→ WHAT TO DO
[A] Please translate this sentence from the farm subsidy text into Spanish: "These five crops are responsible for approximately 90% of all farm subsidies."
[B] Extend the farm subsidy text beyond its final line.

→ SELECTED TEXT
Congress had its first chance in six years to reform the economically incoherent farm program. Rather than fix the program, lawmakers irrationally increased subsidies.

Below are price increases for the most heavily subsidized crops, according to the National Agricultural Statistics Service. These five crops are responsible for approximately 90% of all farm subsidies.


Market Prices of the Five Most-Subsidized Crops

Crop

Unit

Price During 2002 Farm Bill Debate

Price During 2008 Farm Bill Debate

Price Increase

2008 Farm Bill Response*

Rice ($/cwt)

$3.88

$14.80

281%

Level, no significant cuts
All Wheat ($/bu)

$2.84

$10.10

256%

Increase subsidies
Corn ($/bu)

$1.91

$5.13

169%

Level, no significant cuts
Soybeans ($/bu)

$4.47

$11.80

164%

Increase subsidies
Upland Cotton ($/lb)

→ SOURCE INFORMATION

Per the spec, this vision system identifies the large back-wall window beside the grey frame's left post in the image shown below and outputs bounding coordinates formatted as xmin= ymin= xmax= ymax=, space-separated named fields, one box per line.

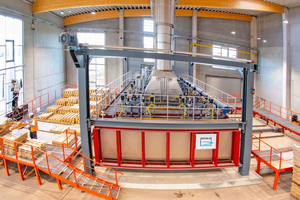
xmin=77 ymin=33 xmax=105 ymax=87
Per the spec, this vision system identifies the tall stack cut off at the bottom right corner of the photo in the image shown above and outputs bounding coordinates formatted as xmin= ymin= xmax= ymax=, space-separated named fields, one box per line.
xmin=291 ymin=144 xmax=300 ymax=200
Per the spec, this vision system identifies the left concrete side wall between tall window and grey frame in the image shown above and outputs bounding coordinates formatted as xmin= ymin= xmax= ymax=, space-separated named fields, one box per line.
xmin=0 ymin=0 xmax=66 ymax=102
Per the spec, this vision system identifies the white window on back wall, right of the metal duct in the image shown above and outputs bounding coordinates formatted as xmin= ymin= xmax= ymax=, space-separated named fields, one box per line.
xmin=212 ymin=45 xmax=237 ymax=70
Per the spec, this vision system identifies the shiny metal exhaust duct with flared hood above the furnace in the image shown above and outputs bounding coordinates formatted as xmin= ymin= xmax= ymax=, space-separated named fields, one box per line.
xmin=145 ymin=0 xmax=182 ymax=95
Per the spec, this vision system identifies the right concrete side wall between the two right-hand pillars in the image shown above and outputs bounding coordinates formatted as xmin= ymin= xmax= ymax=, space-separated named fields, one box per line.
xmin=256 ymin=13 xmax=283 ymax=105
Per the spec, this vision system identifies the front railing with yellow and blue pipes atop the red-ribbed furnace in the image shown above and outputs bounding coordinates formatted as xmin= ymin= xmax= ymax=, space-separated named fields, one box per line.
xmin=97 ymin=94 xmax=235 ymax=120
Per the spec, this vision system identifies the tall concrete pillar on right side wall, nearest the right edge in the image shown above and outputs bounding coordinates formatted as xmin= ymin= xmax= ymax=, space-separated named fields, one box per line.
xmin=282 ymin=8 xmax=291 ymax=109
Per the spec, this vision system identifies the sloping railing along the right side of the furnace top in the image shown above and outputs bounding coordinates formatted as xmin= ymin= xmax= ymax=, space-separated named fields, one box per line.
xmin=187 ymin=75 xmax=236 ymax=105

* * *

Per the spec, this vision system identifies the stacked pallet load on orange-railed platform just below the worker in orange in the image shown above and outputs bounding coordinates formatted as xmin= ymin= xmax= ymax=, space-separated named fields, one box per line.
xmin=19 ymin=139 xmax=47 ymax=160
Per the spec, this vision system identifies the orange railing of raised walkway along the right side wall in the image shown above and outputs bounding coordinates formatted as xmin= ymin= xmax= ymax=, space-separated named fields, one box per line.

→ ANSWERS TO THE EXERCISES
[A] Estos cinco cultivos son responsables de aproximadamente el 90 % de todos los subsidios agrícolas.

[B]
$0.29

$0.60

105%

Level, no significant cuts

Given these alarming numbers, we’ve come up with eight reasons why the bill warrants a veto without reform:

  1. Stop subsidizing millionaires. The majority of farm subsidies would continue going to commercial farmers, who report an average income of $200,000 and net worth of nearly $2 million.
  2. Close payment limit loopholes. Current proposals eliminate payment limits for the marketing loan program altogether, thus allowing farmers to potentially collect millions in annual subsidies.
  3. Reject spending increases. Gimmicks in the conference report would vastly underestimate the true cost of the bill.
  4. Eliminate increases in subsidy rates. Both versions of the bill raise subsidy rates despite record crop prices.
  5. Close loopholes that increase subsidies even further. The marketing loan program compensates farmers for low crop prices. However, farmers are not compensated for the price at which they sell their crops; rather they can choose the lowest market price on any day of the year.
  6. Reduce direct payments. This $5 billion program pays farmers no matter how high crop prices rise.
  7. Avoid a new, permanent disaster aid program. Congress wants to create a $5 billion permanent farm disaster aid program. Farmers already receive approximately $20 billion in annual commodity and conservation subsidies, plus $3 billion in crop insurance subsidies.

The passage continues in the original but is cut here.